» **Directions for this task**: Repeat every record below, word for word.

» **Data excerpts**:
---

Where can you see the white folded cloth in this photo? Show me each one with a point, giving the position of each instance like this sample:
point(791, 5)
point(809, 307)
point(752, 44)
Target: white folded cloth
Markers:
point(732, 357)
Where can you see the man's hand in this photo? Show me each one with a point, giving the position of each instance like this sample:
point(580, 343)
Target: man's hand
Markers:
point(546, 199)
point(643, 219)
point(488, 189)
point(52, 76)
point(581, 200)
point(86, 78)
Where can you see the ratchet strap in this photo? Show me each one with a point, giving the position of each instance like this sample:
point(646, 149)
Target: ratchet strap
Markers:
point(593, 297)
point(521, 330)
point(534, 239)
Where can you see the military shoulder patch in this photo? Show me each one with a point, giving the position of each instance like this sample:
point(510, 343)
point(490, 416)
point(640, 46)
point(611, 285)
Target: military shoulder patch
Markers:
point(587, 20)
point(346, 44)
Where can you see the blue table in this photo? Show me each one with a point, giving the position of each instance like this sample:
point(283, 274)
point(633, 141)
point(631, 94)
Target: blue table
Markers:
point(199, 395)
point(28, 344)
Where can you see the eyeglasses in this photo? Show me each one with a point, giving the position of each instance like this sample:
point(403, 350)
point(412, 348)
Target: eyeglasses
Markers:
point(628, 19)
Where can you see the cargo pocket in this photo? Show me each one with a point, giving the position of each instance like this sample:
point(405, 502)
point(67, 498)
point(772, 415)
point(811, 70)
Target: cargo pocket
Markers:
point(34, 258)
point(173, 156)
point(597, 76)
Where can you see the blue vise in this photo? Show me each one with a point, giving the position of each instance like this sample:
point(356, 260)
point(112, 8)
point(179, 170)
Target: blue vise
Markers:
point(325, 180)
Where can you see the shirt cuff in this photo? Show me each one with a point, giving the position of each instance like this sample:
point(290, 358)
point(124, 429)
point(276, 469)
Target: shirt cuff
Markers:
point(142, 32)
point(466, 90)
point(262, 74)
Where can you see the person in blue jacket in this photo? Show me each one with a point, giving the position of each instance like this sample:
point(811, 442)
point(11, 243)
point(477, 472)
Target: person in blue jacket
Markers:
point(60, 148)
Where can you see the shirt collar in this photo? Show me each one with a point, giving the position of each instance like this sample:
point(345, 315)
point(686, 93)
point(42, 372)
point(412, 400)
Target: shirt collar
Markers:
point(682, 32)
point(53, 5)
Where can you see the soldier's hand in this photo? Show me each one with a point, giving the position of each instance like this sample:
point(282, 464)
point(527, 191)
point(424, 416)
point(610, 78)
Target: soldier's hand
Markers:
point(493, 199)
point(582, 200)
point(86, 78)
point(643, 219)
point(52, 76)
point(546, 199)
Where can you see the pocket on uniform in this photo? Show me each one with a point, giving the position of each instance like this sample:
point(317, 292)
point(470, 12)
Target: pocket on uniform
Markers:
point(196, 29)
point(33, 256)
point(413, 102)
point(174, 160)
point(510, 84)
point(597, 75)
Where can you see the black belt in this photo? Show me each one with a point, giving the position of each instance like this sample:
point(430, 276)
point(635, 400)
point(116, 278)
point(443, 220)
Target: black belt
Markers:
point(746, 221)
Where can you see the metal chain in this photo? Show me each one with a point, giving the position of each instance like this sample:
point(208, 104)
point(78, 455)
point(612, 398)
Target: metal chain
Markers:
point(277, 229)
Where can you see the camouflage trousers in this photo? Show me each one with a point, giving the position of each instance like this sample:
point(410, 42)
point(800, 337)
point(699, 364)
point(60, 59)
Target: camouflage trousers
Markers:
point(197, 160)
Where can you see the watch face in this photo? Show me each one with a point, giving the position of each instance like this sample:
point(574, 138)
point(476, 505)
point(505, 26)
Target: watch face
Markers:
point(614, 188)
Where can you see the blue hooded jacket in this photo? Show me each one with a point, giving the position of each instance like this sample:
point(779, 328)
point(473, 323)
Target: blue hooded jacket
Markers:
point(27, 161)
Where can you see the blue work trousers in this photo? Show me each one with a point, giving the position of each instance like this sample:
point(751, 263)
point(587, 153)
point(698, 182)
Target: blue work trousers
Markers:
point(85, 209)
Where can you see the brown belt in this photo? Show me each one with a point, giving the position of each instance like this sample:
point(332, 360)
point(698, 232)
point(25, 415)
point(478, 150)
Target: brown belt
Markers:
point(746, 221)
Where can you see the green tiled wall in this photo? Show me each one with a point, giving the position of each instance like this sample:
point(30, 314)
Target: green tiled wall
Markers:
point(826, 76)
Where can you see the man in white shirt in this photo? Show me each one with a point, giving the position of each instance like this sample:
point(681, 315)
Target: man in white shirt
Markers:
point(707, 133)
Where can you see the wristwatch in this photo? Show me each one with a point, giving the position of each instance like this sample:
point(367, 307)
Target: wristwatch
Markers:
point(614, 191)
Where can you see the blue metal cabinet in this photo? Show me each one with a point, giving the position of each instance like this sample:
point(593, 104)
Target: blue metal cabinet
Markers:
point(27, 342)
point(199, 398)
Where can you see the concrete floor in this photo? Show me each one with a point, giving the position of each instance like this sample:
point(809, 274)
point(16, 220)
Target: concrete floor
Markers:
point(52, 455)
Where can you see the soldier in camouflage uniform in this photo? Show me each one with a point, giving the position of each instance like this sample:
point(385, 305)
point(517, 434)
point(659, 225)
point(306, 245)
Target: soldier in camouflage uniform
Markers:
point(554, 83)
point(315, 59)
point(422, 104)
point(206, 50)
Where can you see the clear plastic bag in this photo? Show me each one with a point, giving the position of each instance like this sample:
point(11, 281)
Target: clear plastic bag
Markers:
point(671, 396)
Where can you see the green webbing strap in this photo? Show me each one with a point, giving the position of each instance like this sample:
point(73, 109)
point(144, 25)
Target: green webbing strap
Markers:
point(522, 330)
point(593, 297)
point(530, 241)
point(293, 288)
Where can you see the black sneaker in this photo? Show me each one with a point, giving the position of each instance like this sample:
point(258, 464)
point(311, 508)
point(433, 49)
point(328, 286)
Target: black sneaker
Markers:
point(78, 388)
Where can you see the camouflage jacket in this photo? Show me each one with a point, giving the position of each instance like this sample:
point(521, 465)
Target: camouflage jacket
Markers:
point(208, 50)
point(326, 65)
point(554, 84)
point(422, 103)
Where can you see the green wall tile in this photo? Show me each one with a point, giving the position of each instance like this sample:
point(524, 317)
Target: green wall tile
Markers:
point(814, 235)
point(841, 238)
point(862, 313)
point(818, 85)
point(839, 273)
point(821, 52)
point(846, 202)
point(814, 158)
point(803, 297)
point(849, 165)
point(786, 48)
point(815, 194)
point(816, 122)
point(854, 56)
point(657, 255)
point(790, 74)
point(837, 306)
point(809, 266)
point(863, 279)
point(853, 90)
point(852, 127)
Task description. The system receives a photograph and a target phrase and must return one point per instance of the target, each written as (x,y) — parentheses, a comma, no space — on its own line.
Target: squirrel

---

» **Exercise answer**:
Where can you see the white folded cloth in this photo? Show me each one with a point, giving the position of each instance like this sample:
point(791, 5)
point(809, 307)
point(752, 44)
Target: white folded cloth
Markers:
point(732, 357)
Where can you see the man's hand in this photo? Show me each one with a point, giving the position of each instance like this sample:
point(580, 343)
Target: man's hand
Markers:
point(546, 199)
point(643, 219)
point(488, 189)
point(52, 76)
point(581, 200)
point(86, 78)
Where can you see the ratchet strap in this photo? Show me each one with a point, giving the position of each instance like this sample:
point(646, 149)
Target: ratchet strap
Markers:
point(593, 297)
point(521, 330)
point(534, 239)
Where can you see the military shoulder patch in this photo? Show me each one with a point, giving the position of each instance like this sample:
point(510, 343)
point(490, 416)
point(640, 46)
point(611, 285)
Target: military shoulder patch
Markers:
point(587, 20)
point(346, 44)
Where can you see the blue table in this photo? Show me each one with a point, giving the position of each instance like this sample:
point(283, 274)
point(633, 141)
point(631, 94)
Target: blue table
Markers:
point(199, 395)
point(28, 344)
Where can you see the eyeglasses in this photo? Show me each one with a point, giving the position of each instance like this sample:
point(403, 350)
point(412, 348)
Target: eyeglasses
Markers:
point(628, 19)
Where can you see the cargo pocket in this photo? Show me each one with a point, giving the position of each instance like this sample:
point(405, 502)
point(67, 498)
point(772, 415)
point(811, 70)
Target: cargo pocket
Markers:
point(34, 258)
point(173, 156)
point(597, 76)
Where can you see the blue vise in this photo? Show me each one with a point, giving the position of each instance like this sample:
point(356, 260)
point(112, 8)
point(179, 170)
Target: blue vise
Markers:
point(325, 180)
Where can you see the shirt cuff in this photo? Show me each one with a point, giving the position of each instance like this sample:
point(290, 358)
point(124, 429)
point(276, 469)
Target: shirt cuff
Markers:
point(142, 32)
point(466, 90)
point(262, 74)
Where can you see the person in blue jacket in this photo? Show me each one with a point, giving the position of each instance like this sample:
point(811, 442)
point(11, 243)
point(477, 472)
Target: person in blue jacket
Markers:
point(60, 148)
Where can you see the shirt collar in this photo? Show me each one with a point, giving the position of each instance like this sample:
point(345, 315)
point(686, 93)
point(42, 372)
point(412, 400)
Target: shirt collar
Markers:
point(682, 32)
point(53, 5)
Where can you see the soldier's hand in this photo? Show me each one with a point, giving the position of each instance like this sample:
point(282, 464)
point(527, 191)
point(424, 416)
point(610, 78)
Target: soldier's hand
Markers:
point(493, 199)
point(582, 200)
point(86, 78)
point(643, 219)
point(52, 76)
point(546, 199)
Where can you see the pocket on uniform in this photo? Show me each one with a point, giving the position of each instance like this sample:
point(317, 292)
point(470, 12)
Target: pocket on uniform
Markers:
point(196, 29)
point(33, 256)
point(413, 102)
point(174, 160)
point(510, 84)
point(597, 75)
Where can you see the black belt in this photo? Show me each one with a point, giving the position of each instance like this sample:
point(430, 276)
point(635, 400)
point(116, 278)
point(443, 220)
Target: black belt
Markers:
point(746, 221)
Where can you see the metal chain in this photo? Show me each one with a point, giving the position of each instance like this sample:
point(208, 104)
point(78, 455)
point(612, 398)
Target: metal chain
Markers:
point(277, 229)
Where can you see the camouflage trousers in this photo? Show me each one with a point, giving the position of each instance like this sample:
point(410, 42)
point(800, 337)
point(699, 364)
point(60, 59)
Target: camouflage trousers
Markers:
point(197, 160)
Where can you see the watch face in this photo? Show me each one with a point, giving the position of each instance like this sample:
point(574, 138)
point(476, 505)
point(505, 26)
Target: watch face
Markers:
point(614, 188)
Where can you see the blue hooded jacket in this photo? Show me each one with a point, giving the position of each instance like this sample:
point(779, 328)
point(473, 323)
Target: blue hooded jacket
Markers:
point(27, 161)
Where can you see the blue work trousers in this photo? Show me each one with a point, giving the position of each instance like this sample:
point(751, 263)
point(587, 153)
point(698, 182)
Target: blue work trousers
Markers:
point(85, 209)
Where can you see the brown belt in this photo? Show me each one with a point, giving the position of each instance like this sample:
point(332, 360)
point(698, 232)
point(25, 415)
point(478, 150)
Target: brown belt
Markers:
point(746, 221)
Where can you see the green tiled wall in this photo? Show me each one with a point, giving the position of each instance like this sample:
point(30, 314)
Target: green tiled wall
Markers:
point(826, 76)
Where can you see the man in white shirt in this photo? Show me each one with a point, giving the position of each instance like this sample:
point(681, 315)
Target: man in white shirt
Markers:
point(707, 133)
Where can you see the wristwatch in this photo? Show me each one with a point, giving the position of each instance like this sample:
point(367, 307)
Target: wristwatch
Markers:
point(614, 191)
Where can you see the blue metal cabinet in this photo? Show me each one with a point, giving the position of each instance like this sample:
point(593, 104)
Target: blue metal cabinet
Markers:
point(27, 342)
point(199, 398)
Where can you see the concrete floor in this photo? Show me each one with a point, giving the position of each instance like this sample:
point(809, 274)
point(16, 220)
Target: concrete floor
Markers:
point(52, 455)
Where can you see the soldier in camouflage uniform in this photo? Show me each one with a point, giving the position of each instance like this sample:
point(385, 305)
point(517, 434)
point(659, 225)
point(306, 245)
Target: soldier in camouflage uniform
Markers:
point(554, 83)
point(315, 59)
point(422, 104)
point(206, 50)
Where can you see the clear plastic bag in this photo? Show me each one with a point, giving the position of each instance like this sample:
point(11, 281)
Target: clear plastic bag
Markers:
point(671, 396)
Where can you see the green webbing strap in this photo? Show me each one with a point, giving the position of each instance like this sample:
point(73, 109)
point(144, 25)
Target: green webbing strap
Markers:
point(522, 330)
point(593, 297)
point(530, 241)
point(293, 288)
Where can you see the black sneaker in this photo? Show me each one with a point, giving the position of each instance like this sample:
point(258, 464)
point(311, 508)
point(433, 49)
point(328, 286)
Target: black sneaker
Markers:
point(78, 388)
Where can you see the camouflage jacket in this photo? Show me each one with a point, giving the position of each instance like this sample:
point(521, 465)
Target: camouflage jacket
Markers:
point(208, 50)
point(326, 65)
point(554, 84)
point(422, 103)
Where can you see the green wall tile in this photo? Show me each one with a point, giving the position of each instance like this sample:
point(524, 317)
Target: green wall tile
Markers:
point(814, 235)
point(841, 238)
point(862, 313)
point(818, 85)
point(839, 273)
point(821, 52)
point(846, 202)
point(814, 158)
point(803, 297)
point(849, 165)
point(786, 48)
point(815, 194)
point(816, 122)
point(854, 56)
point(657, 255)
point(790, 74)
point(837, 306)
point(809, 266)
point(863, 279)
point(853, 90)
point(852, 127)
Task description. The system receives a photograph and a target phrase and must return one point per instance of the target, each written as (x,y) — parentheses, a comma, no space — on its own line.
Target: squirrel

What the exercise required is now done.